[Exercise brief] Repeat the lines below exactly as they appear, but leave out the images.

[Records supplied]

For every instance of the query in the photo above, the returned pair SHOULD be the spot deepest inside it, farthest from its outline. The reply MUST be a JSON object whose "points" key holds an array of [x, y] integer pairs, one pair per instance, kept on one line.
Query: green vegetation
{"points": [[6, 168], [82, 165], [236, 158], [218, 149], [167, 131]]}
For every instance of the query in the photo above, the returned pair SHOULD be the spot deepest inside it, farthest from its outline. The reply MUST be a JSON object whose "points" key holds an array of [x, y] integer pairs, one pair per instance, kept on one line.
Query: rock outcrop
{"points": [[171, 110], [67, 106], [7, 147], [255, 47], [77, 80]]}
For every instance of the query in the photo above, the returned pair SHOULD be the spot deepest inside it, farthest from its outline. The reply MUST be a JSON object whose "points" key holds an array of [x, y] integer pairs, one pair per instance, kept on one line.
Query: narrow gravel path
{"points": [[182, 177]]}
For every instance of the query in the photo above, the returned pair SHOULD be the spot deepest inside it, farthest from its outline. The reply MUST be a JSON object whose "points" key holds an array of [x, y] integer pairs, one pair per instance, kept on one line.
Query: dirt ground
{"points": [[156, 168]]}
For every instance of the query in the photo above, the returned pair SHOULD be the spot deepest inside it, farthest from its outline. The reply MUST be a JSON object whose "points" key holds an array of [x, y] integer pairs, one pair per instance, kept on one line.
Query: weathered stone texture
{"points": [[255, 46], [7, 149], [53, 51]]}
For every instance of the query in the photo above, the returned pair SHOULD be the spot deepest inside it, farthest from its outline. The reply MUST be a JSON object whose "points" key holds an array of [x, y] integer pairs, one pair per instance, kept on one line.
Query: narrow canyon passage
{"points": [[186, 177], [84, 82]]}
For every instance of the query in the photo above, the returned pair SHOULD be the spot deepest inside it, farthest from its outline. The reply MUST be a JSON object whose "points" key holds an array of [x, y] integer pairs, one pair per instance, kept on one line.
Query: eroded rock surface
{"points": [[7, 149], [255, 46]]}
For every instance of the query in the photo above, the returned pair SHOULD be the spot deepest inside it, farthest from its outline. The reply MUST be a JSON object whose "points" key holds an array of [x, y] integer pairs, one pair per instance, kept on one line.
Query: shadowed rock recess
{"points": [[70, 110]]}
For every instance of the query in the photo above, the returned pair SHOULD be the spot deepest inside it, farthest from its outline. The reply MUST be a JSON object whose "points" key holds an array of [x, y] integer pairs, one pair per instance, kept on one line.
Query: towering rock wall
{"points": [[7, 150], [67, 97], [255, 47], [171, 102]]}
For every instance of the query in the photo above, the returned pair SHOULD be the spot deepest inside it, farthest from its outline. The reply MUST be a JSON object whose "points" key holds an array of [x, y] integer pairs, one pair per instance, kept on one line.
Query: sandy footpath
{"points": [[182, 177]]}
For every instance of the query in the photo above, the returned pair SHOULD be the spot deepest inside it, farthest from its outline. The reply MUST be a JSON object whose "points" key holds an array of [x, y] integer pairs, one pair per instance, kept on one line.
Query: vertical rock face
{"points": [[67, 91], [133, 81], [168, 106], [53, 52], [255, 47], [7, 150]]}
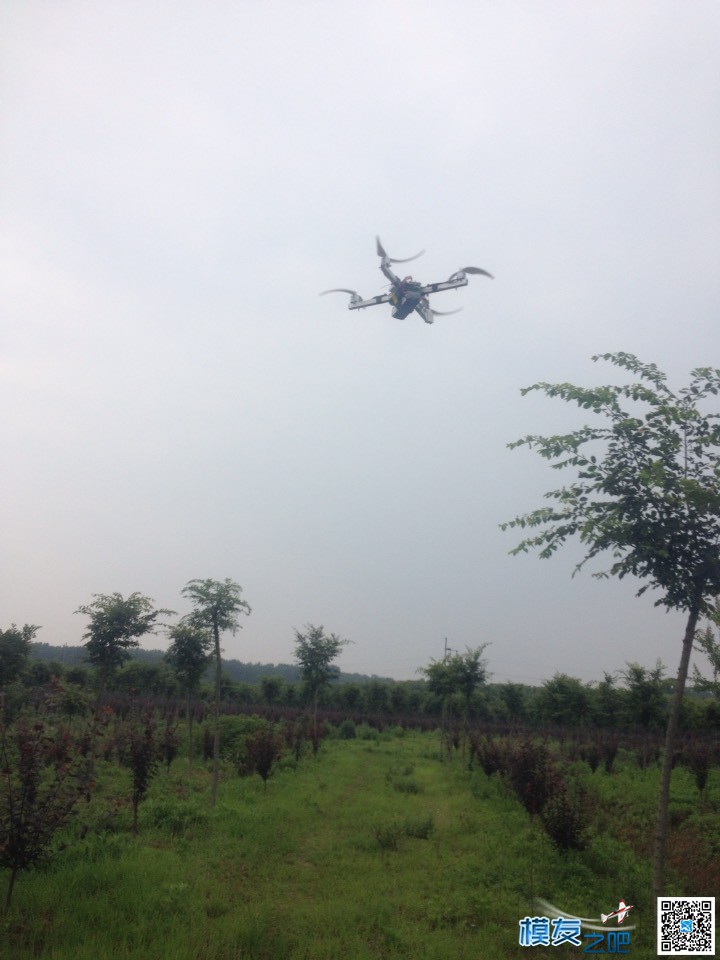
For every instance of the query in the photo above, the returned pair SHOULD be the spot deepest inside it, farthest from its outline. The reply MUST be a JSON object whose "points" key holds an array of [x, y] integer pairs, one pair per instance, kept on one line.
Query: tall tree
{"points": [[647, 491], [217, 606], [457, 675], [709, 644], [315, 652], [116, 624], [189, 655]]}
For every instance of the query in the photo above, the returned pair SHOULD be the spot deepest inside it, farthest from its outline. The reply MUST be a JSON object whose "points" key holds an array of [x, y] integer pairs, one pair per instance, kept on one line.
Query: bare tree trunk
{"points": [[661, 827], [216, 737], [190, 718]]}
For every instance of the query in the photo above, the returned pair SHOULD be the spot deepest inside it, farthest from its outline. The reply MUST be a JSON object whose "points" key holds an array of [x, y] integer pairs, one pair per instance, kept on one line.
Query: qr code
{"points": [[686, 926]]}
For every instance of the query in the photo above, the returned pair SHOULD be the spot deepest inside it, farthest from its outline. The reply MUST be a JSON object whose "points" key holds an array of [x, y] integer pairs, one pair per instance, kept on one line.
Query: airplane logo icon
{"points": [[621, 912]]}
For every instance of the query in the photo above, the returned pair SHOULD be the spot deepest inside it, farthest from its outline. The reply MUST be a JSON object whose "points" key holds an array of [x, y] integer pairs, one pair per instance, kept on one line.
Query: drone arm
{"points": [[451, 284], [373, 301]]}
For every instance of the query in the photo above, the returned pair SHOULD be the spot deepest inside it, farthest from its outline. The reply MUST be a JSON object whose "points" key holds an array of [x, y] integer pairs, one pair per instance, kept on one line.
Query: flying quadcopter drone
{"points": [[407, 294]]}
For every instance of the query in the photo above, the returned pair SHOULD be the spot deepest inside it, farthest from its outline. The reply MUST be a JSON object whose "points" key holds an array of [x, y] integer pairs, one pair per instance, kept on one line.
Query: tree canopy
{"points": [[116, 624], [647, 486], [646, 491]]}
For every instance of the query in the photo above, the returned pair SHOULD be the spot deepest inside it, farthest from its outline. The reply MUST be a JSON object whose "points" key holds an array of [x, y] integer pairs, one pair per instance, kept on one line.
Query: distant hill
{"points": [[235, 669]]}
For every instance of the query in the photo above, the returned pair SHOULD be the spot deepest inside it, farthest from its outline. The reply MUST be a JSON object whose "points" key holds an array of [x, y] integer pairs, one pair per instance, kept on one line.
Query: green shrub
{"points": [[175, 816], [566, 817], [389, 834], [347, 730], [419, 827]]}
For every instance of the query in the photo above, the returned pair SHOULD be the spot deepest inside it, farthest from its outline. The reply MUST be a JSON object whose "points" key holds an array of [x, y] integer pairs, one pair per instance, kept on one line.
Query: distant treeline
{"points": [[634, 698], [235, 670]]}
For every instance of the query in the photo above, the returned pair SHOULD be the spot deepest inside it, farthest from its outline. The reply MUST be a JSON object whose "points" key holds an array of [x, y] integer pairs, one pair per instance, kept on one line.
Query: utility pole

[Task answer]
For every instance of the query in the photo above, the returned pair SHOULD be the spot deepest inside it, farthest from its outline. The reply MUST be a JSON object whose "points" key holds an array of [x, y] integer pairs, one pair per instance, kept on one line.
Query: green vegetation
{"points": [[6, 168], [82, 165], [236, 158], [218, 149], [167, 131]]}
For every instance of the query in the photo above, the returned pair SHOULD be the spot deepest inside it, farthest from its outline. The reply MUST be a JSON object whose "points" key holds an array of [x, y] integer pairs, one pair per instance, kept on one line.
Query: rock outcrop
{"points": [[171, 110], [67, 106], [7, 147], [255, 47], [77, 80]]}
For every instance of the query in the photo above, the returned pair SHOULD be the spot deepest inside it, farthest from its outline. The reply MUST be a JSON object whose "points" key holds an array of [x, y] integer pairs, one pair per instance, kept on one line.
Query: narrow gravel path
{"points": [[182, 177]]}
For every instance of the query in the photo above, the returned pair SHOULD be the spot deepest inside it, farthest from its outline. The reply MUST be a JSON object whose "points" key holds an array of [x, y] integer pairs, one pair per instance, kept on one line.
Query: dirt ground
{"points": [[156, 168]]}
For every instance of the query in the photo above, the returned pair SHOULD be the spot deepest inside it, farthest from its outline. The reply MUST be a JSON object whose "points" key holds an array of [x, y] integer pairs, one pair per instance, kept on one line.
Query: weathered stone texture
{"points": [[255, 46], [7, 149], [53, 51]]}
For every instance of the query in the photo above, the returned pair SHOULD be the spot deepest inside it, farthest from its outline. The reply MUST be a JSON object whose "points" key holds an array of [x, y] integer pairs, one pair per instance, kept on one line.
Query: narrow canyon passage
{"points": [[186, 177], [84, 82]]}
For every instance of the query in the photo above, the returned pair SHOULD be the spot deepest inside it, farthest from its outline. The reply MUST be a JSON object whose "points" key holds an array of [x, y] integer pairs, one pair per instance, kept on one line.
Query: eroded rock surface
{"points": [[7, 149], [255, 46]]}
For every instance of the query in the photo above, the returned pair SHOULD be the spot deepest inside it, farthest from its outline. The reply MUST be a JSON object whose "points" key holds an array of [x, y] integer pairs, one pair per instance, kept on one line.
Query: shadowed rock recess
{"points": [[70, 110]]}
For every instance of the query in the photo above, the returned pair SHOULD be the spot deepest inside it, farthest from its outline. The reply MUST be a JSON object whose "points" key holds an array of [x, y] integer pairs, one pair per instance, kept on one line.
Query: towering rock wall
{"points": [[7, 150], [67, 97], [255, 47], [171, 102]]}
For every instance of the query in the photo above, the returned pair SHOULD be the spot deepest inside it, farthest from its outline. The reply MUST be a JSON object whose "points" key holds an array of [x, y] integer pairs, one pair per instance, kept on one line.
Query: sandy footpath
{"points": [[182, 177]]}
For every instance of the query in the photo above, the returned pair SHOULD be the spot deepest inside it, farthest from its outline. The reply MUST be a JSON object whose "points" key holds an array of [x, y] integer pairs, one pair per instance, kept on one line.
Query: vertical rock face
{"points": [[67, 91], [133, 81], [168, 106], [53, 52], [255, 47], [7, 150]]}
For every instance of the query in the photo above, the returned pair SHOULD be the spot deepest inside it, farthest from its outline. The reply MUST be a JSON object whose "points" key holds an array of [x, y] integer pairs, one pair per instance, kept on one line.
Query: tall tree
{"points": [[647, 491], [217, 606], [457, 675], [709, 644], [315, 652], [116, 624], [189, 655]]}
For every instance of the query in the photo above, the returned pair SHOULD be the spot deepest inside it, farthest from its outline. The reply MUST be a JSON object whose "points" key holds an array of [x, y] integer pairs, one pair per instance, kept on one line.
Query: bare tree trunk
{"points": [[661, 827], [216, 737], [190, 718]]}
For every instance of the query in the photo above, the returned pair SHOULD be the spot deepest inside it, farthest from its outline. The reply MUST be a JSON object whose "points" key holds an array of [x, y] integer pairs, one pair per instance, kept on one line.
Query: qr code
{"points": [[686, 926]]}
For every instance of the query in the photo above, the returned pair SHOULD be the spot deepest inside it, farthest from its outline. The reply MUST be a JSON object whose "points" key holds an array of [x, y] integer pairs, one pair per instance, kept on one line.
Query: airplane logo icon
{"points": [[621, 912]]}
For every instance of the query in the photo above, the returned pair SHOULD be the spot deepest inside it, farthest from its outline. The reply MUST be a JSON object whose "points" key holds an array of [x, y] integer pairs, one pair per instance, kept on one line.
Query: drone arm
{"points": [[451, 284], [373, 301]]}
For every instance of the query in the photo above, the returned pair SHOULD be the spot deepest inside it, farthest from its outline. The reply MUST be a JSON object whose "points" key holds an array of [x, y] integer pairs, one pair per instance, kept on one line.
Query: flying quadcopter drone
{"points": [[407, 294]]}
For every instance of the query in the photo above, the returned pair SHOULD be the spot deepest inside it, farthest from its outline. The reply MUST be a JSON object whose "points" key holds an array of [x, y] integer pairs, one pair per instance, kept on one line.
Query: tree canopy
{"points": [[116, 624], [647, 486], [646, 491]]}
For every instance of the query in the photo above, the returned pair SHOULD be the spot deepest inside it, farthest from its outline. The reply MUST be a JSON object whose "points" key holds an array of [x, y] integer pairs, one pair per instance, kept on one line.
Query: distant hill
{"points": [[235, 669]]}
For every instance of the query in the photo above, the returned pair SHOULD be the spot deepest inside it, farthest from its outline. The reply MUST be a JSON object whose "points" key holds an array of [x, y] integer pairs, one pair per instance, kept on one line.
Query: green shrub
{"points": [[175, 816], [566, 817], [389, 834], [347, 730], [419, 827]]}
For every instance of the query in the photo above, the returned pair SHOULD be the spot deepest inside it, farthest from its outline. The reply MUST be a JSON object whose "points" key holds an array of [x, y] integer pairs, one pair per instance, kept on one line.
Query: distant treeline
{"points": [[634, 698], [235, 670]]}
For every instance of the query in the photo above, the returned pair SHOULD be the spot deepest inside it, farthest from its outline. The reply MUST be a JSON object whose "points" key holds an array of [x, y] integer pairs, one pair per instance, kept on one line.
Query: utility pole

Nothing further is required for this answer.